# SUPPLIED PASSAGE:
The planned signing of the Mercosur free trade agreement has once again highlighted how politicised international trade has become today. Farmers are protesting, governments are hesitating, and Europe risks becoming internally divided once again at the last minute. As a strategic consultant and supply chain expert, however, I view this debate primarily through a different lens: that of strategic supply and industrial resilience.
From cost optimisation to geopolitical risk management
For thirty years, the focus of supply chain management was mainly on efficiency, cost reduction and just-in-time delivery. That world no longer exists. Geopolitics is now a structural factor in how businesses operate. Sanctions, trade wars, societal pressure and activism have a direct impact on suppliers, transport routes and the availability of raw materials.
Companies are suddenly confronted with questions that would have been unthinkable ten years ago. What if a supplier is publicly linked to a conflict or to human rights violations? What is the impact of a new sanctions package against Russia on my production lines? And what if tensions around Taiwan escalate while all my semiconductors come from there?
Mercosur fits squarely into this reality. This agreement is not only about tariffs or agricultural quotas, but about how Europe chooses to organise its strategic autonomy in an unstable world.
Reducing dependence on China is not just a slogan
For sectors such as chemicals, pharmaceuticals, automotive and energy, access to raw materials such as nickel, copper and aluminium is essential. Today, Europe is to a large extent dependent on China in this respect, directly or indirectly. That is not a comfortable starting position, particularly when economic and political power is increasingly being used as leverage.

# BRIEF 1:
Summarize the Mercosur article in two sentences.
# BRIEF 2:
Name every sector that the Mercosur article says depends on access to raw materials.
# BRIEF 3:
Resume the Mercosur article from its last sentence, keeping its voice and line of argument.
The records that come after the Mercosur article have no connection to it.

# EXTRACTED ENTRIES:
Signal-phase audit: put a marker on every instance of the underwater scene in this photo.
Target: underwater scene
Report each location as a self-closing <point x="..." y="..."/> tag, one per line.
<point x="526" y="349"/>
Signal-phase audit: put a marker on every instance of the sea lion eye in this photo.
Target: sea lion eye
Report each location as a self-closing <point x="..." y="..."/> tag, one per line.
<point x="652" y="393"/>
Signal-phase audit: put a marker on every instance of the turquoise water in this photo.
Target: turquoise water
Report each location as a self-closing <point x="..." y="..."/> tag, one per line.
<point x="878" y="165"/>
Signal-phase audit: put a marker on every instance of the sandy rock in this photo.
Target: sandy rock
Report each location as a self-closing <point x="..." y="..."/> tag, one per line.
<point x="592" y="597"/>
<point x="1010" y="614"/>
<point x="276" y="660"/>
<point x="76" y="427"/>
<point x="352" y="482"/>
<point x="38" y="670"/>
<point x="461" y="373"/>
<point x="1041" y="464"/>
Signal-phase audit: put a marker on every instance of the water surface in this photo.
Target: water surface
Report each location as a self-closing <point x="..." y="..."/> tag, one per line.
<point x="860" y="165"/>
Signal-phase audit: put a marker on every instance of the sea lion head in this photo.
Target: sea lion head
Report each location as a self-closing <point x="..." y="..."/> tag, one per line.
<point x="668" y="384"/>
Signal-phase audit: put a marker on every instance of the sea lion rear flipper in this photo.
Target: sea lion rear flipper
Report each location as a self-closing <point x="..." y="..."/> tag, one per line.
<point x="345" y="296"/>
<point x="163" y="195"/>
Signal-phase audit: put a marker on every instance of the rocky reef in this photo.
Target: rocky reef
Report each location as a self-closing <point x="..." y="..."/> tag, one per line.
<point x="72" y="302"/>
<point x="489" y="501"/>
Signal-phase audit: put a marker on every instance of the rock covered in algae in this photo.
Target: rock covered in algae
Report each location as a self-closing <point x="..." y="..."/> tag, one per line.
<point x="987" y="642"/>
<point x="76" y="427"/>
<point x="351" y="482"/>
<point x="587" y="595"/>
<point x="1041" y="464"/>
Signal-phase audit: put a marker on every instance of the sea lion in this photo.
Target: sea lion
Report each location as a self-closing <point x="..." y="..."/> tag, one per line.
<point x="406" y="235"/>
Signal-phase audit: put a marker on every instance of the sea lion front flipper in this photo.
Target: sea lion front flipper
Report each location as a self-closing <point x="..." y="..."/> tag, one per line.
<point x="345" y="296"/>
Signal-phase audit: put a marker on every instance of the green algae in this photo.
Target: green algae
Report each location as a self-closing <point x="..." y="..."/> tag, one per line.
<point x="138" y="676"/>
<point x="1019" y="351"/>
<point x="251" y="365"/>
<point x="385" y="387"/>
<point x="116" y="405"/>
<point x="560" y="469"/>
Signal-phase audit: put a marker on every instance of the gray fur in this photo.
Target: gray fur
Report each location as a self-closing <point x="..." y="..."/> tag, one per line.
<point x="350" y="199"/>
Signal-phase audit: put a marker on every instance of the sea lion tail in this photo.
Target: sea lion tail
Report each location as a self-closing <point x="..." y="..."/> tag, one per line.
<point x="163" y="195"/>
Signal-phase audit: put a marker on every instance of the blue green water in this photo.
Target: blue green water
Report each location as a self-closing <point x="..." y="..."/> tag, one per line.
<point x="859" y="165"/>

---

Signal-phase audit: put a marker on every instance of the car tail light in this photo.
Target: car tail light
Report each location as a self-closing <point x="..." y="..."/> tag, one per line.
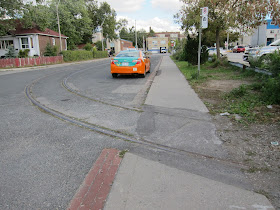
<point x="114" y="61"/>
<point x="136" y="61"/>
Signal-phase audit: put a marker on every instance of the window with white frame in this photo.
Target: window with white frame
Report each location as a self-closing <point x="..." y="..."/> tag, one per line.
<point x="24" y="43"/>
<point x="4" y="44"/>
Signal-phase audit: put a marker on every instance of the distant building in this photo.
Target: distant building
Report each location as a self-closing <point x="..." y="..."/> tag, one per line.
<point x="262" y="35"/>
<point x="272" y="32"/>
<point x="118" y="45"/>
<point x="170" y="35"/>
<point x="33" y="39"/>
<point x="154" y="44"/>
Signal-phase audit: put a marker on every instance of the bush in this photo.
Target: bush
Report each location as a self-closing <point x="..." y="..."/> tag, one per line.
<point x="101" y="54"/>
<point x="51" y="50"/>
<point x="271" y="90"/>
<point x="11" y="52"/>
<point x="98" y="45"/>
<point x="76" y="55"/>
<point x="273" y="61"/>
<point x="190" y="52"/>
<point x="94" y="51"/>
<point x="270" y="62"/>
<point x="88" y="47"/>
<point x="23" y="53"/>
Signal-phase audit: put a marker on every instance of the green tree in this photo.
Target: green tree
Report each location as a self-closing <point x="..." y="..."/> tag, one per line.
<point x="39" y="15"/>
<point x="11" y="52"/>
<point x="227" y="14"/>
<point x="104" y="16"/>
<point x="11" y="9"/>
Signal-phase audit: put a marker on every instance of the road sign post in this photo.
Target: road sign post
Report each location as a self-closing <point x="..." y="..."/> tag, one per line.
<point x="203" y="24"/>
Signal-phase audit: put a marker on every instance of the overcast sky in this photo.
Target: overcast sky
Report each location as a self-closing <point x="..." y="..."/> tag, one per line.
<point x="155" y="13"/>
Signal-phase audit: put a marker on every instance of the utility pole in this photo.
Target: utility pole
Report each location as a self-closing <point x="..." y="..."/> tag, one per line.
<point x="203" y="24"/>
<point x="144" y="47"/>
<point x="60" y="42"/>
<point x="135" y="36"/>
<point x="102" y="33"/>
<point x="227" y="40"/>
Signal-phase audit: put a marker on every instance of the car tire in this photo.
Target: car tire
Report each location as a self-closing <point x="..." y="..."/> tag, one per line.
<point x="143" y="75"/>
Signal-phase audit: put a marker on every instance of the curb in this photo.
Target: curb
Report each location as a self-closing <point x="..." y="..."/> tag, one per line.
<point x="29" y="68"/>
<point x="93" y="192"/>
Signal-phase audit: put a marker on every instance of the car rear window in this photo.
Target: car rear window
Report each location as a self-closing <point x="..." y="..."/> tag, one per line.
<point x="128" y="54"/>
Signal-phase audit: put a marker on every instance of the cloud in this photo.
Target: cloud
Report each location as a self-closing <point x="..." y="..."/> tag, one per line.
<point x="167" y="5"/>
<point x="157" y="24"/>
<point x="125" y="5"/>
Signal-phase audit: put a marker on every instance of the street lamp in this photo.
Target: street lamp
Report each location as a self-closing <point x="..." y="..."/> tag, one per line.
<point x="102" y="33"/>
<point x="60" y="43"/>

# EXERCISE RESULT 1:
The planned signing of the Mercosur free trade agreement shows how politicized international trade has become, and the author, a strategic consultant and supply chain expert, views it mainly through the lens of strategic supply and industrial resilience. Supply chain management has moved from a focus on efficiency and cost toward geopolitical risk, and Mercosur concerns how Europe organizes its strategic autonomy, particularly given its heavy dependence on China for raw materials such as nickel, copper and aluminum.

# EXERCISE RESULT 2:
Chemicals, pharmaceuticals, automotive and energy.

# EXERCISE RESULT 3:
Mercosur offers Europe the opportunity to diversify its sources of supply. Not as a miracle solution, but as part of a broader strategy of risk diversification. In supply chain terms, this is known as “dual sourcing” or “multi-sourcing”: avoiding a situation in which a single region or player becomes a choke point. In addition to Mercosur, Europe is also looking to India and Australia for further diversification. This is a necessary move.
The chemical sector as a canary in the coal mine
The Belgian chemical sector perfectly illustrates what is at stake. It is one of the most integrated and interdependent industrial ecosystems in the world. A single disruption in the supply of a basic raw material can trigger a chain reaction affecting dozens of companies.
In such a context, predictability is crucial. Not only price certainty, but also political reliability and access to alternative markets. Trade agreements such as Mercosur create precisely the framework within which companies can plan, invest and manage risks more effectively.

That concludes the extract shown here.